* **What the task requires**
Reproduce word for word the stretch of the Brownian motion thread below from "(More info if" through "I'm stuck at.".

* **Selection**
____________________

Brownian Motion

**Deadstar** · April 1st 2010, 07:29 AM

Show that a standard Brownian motion $\{W_t\}_{t \geq 0}$ is a martingale with respect to the filtration $\{F_t \}_{t \geq 0}$ , where $F_t = \sigma(W_s : 0 \leq s \leq t)$ . Moreover, show that $\{ W_t^2 + t \}_{t \geq 0}$ is a martingale with respect to the filtration $\{F_t \}_{t \geq 0}$ .

First part I have done, but for the second part I arrive at a point where I have this...

$\mathbb{E}[(W_t - W_s)^2]$

which is apparently equal to $t-s$ . Why is this?

(More info if needed)
$\mathbb{E}[(W_t^2 - t |F_s] = \mathbb{E}[(W_t - W_s + W_s)^2 - t|F_s]$ and continuing I arrive at the above result I'm stuck at.

**Laurent** · April 1st 2010, 09:21 AM

Originally Posted by Deadstar

I have this...

$\mathbb{E}[(W_t - W_s)^2]$

which is apparently equal to $t-s$ . Why is this?

This results possibly from your definition of Brownian motion : for $0\leq s\leq t$ , $W_t-W_s$ is a Gaussian random variable with mean 0 and variance $t-s$ , that furthermore is independent of $W_s$ . If that doesn't answer your question, please give us your definition of Brownian motion.

____________________

* **Data excerpts**
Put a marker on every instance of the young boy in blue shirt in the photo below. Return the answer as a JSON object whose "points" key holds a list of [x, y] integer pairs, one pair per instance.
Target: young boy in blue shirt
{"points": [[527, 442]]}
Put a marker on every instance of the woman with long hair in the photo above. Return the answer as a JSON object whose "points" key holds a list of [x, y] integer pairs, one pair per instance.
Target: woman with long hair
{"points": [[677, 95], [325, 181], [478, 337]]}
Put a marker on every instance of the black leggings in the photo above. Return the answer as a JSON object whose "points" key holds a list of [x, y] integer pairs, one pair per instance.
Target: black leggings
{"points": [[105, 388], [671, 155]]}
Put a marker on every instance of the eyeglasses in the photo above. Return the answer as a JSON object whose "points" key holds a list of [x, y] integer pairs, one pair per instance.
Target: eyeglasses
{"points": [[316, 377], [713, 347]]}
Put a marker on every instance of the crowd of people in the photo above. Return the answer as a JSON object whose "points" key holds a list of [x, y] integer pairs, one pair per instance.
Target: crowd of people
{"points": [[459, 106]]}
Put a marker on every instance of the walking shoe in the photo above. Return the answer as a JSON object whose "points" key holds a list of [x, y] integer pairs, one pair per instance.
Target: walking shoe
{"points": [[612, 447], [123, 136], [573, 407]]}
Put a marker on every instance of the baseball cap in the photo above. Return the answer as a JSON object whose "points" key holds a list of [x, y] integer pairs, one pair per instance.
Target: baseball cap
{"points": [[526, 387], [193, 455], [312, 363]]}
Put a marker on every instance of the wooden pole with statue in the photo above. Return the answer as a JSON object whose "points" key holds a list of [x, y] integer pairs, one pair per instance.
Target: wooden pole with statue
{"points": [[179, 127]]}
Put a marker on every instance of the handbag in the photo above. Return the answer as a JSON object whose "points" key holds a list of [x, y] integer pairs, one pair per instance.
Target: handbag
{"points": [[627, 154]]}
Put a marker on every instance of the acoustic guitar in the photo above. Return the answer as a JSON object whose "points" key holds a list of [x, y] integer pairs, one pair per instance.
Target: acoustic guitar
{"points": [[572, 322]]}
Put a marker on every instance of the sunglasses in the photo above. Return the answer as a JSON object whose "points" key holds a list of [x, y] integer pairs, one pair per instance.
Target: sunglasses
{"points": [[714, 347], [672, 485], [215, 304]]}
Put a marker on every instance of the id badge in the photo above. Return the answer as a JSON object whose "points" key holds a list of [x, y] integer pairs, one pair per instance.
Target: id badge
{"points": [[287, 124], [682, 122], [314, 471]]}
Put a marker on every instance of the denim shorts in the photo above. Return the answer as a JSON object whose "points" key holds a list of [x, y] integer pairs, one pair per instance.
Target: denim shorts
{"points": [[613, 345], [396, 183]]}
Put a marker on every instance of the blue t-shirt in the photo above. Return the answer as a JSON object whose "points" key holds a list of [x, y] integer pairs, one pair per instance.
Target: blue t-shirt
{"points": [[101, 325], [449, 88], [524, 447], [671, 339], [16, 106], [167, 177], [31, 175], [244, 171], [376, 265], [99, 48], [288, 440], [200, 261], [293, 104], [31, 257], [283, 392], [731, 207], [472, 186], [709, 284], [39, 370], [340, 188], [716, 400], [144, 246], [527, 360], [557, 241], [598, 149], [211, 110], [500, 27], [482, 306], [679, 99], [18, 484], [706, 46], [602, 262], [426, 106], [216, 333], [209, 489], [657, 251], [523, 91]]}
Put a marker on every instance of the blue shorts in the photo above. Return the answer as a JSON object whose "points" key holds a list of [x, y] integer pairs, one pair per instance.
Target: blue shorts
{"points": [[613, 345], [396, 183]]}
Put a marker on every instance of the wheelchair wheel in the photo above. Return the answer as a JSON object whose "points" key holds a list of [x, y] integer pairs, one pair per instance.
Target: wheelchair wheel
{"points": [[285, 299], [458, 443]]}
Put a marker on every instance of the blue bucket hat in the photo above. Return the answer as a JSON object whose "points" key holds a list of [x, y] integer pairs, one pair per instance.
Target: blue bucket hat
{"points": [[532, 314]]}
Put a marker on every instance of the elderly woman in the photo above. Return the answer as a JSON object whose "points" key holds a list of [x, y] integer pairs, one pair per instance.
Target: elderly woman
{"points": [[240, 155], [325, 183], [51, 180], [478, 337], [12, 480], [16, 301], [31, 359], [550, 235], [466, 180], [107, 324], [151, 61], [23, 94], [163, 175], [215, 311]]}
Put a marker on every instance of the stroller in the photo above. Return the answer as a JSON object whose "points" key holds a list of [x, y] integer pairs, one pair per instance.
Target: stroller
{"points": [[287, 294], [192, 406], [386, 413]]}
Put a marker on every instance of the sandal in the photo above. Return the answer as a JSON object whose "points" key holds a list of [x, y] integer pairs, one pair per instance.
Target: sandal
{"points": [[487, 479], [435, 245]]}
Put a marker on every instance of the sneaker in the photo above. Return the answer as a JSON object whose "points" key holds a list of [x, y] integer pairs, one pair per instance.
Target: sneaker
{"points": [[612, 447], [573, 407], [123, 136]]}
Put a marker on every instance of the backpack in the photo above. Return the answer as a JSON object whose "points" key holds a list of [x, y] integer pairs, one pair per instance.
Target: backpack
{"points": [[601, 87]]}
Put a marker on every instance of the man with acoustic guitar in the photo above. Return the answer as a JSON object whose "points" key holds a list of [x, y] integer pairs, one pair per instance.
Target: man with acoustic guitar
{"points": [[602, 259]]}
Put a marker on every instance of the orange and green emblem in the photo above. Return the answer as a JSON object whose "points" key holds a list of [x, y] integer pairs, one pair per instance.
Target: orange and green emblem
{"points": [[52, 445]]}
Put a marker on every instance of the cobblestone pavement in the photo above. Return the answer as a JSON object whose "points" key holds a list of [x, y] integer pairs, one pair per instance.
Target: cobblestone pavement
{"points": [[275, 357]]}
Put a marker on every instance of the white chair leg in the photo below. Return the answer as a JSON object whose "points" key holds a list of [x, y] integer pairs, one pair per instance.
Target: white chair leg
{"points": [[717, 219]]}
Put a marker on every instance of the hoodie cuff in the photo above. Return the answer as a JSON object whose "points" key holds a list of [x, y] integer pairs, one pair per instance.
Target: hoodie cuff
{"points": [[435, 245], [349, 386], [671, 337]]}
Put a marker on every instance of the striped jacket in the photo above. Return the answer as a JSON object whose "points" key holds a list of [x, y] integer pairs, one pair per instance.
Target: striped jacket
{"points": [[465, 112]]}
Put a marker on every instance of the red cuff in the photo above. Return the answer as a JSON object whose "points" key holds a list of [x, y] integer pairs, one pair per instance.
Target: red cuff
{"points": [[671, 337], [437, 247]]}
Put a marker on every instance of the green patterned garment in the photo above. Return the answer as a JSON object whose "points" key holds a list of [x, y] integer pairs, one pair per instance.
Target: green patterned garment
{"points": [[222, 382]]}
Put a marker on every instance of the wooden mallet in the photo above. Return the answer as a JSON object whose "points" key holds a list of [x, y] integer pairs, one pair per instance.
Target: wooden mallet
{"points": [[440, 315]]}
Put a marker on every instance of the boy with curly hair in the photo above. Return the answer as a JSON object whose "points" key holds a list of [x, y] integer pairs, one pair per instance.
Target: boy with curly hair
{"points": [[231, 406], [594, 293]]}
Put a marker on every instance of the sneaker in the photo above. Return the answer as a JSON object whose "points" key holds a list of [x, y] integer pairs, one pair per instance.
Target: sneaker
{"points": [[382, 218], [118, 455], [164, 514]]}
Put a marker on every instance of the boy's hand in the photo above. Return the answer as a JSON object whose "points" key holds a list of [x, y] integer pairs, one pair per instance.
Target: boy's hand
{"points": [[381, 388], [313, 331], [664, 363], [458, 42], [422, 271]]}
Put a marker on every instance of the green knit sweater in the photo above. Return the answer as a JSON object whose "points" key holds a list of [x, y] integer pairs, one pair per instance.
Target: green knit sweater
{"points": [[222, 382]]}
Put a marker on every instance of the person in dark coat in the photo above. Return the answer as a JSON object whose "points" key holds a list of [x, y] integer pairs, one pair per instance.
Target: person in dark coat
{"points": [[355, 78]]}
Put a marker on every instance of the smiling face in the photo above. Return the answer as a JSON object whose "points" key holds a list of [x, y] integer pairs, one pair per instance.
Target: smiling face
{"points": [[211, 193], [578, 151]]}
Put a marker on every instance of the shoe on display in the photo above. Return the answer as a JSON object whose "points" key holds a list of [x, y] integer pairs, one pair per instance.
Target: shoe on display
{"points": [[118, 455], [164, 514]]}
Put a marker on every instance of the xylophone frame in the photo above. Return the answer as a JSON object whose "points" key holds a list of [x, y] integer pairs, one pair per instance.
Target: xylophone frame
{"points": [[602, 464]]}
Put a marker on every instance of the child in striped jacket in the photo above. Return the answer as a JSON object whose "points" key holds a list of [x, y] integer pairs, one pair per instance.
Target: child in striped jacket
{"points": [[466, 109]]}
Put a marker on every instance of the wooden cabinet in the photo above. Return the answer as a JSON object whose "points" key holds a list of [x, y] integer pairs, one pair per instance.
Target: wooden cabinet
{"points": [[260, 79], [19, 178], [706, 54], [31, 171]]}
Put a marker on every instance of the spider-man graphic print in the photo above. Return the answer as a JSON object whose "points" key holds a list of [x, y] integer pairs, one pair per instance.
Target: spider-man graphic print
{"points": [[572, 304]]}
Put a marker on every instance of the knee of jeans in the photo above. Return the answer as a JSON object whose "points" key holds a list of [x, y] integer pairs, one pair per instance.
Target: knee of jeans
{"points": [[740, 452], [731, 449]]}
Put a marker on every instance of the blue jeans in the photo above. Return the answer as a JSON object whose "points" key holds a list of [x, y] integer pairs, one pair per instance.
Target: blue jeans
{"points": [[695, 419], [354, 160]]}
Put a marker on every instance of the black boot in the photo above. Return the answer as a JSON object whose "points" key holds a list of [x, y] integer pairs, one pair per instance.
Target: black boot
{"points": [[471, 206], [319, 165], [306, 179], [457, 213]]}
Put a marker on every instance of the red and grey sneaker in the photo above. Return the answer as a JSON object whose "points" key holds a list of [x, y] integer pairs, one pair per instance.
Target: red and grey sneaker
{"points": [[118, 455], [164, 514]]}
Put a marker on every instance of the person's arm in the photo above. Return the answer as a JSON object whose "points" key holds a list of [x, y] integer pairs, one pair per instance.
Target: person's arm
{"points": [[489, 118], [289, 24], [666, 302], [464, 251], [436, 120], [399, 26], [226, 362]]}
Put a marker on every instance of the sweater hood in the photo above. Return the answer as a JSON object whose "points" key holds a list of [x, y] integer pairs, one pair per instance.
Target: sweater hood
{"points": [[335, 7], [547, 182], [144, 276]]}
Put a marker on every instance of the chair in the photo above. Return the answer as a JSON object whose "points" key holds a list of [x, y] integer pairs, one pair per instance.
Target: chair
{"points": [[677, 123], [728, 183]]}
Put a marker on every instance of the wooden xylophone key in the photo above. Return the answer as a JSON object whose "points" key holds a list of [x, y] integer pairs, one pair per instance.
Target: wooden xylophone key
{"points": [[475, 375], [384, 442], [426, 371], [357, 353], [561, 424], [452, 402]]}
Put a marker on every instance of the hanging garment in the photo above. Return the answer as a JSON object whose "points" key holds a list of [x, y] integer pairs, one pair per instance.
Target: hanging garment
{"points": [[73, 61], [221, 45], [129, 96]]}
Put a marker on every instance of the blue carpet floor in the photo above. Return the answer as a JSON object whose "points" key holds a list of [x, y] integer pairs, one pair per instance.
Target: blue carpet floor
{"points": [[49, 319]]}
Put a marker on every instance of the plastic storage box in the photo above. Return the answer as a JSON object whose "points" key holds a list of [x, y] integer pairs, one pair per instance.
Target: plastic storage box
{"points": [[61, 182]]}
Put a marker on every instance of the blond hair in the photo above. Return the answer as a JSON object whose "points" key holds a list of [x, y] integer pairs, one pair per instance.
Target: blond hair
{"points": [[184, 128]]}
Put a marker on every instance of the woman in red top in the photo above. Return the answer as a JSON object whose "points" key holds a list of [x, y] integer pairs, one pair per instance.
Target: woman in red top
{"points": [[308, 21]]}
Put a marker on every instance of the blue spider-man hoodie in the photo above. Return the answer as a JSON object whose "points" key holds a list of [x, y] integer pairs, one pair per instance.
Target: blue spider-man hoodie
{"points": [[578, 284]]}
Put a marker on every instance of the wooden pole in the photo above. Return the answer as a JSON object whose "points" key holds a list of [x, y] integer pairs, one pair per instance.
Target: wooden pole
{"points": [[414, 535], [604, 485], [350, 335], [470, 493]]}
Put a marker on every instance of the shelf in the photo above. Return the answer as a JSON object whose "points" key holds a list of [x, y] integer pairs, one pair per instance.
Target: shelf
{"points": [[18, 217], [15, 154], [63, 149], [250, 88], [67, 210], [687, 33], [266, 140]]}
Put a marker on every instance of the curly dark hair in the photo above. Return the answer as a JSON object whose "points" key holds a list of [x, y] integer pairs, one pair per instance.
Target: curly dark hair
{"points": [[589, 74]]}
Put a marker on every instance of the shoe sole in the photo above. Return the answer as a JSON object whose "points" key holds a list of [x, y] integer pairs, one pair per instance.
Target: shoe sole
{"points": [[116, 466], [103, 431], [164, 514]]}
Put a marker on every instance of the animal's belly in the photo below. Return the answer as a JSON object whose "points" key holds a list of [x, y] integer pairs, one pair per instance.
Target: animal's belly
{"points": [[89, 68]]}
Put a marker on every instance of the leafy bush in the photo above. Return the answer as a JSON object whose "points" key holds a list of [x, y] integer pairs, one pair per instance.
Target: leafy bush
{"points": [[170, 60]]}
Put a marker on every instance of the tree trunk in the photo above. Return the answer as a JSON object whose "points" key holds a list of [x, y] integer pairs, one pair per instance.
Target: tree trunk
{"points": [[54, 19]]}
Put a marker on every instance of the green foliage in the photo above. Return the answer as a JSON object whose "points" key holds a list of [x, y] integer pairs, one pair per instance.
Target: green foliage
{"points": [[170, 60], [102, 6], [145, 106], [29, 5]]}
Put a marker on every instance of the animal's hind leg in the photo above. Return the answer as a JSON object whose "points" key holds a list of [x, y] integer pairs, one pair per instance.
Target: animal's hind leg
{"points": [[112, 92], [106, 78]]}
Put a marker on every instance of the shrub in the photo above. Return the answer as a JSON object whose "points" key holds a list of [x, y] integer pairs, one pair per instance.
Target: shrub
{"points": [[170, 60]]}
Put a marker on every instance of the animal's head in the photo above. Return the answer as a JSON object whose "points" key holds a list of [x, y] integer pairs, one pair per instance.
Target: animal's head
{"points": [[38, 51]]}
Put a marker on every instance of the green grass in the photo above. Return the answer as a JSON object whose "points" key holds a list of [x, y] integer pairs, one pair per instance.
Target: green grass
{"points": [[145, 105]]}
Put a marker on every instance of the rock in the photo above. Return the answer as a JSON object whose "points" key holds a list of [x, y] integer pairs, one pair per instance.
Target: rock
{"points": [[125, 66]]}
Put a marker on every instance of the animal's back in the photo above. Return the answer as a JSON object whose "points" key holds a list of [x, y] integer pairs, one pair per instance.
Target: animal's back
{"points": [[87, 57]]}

____________________

* **Final result**
(More info if needed)
$\mathbb{E}[(W_t^2 - t |F_s] = \mathbb{E}[(W_t - W_s + W_s)^2 - t|F_s]$ and continuing I arrive at the above result I'm stuck at.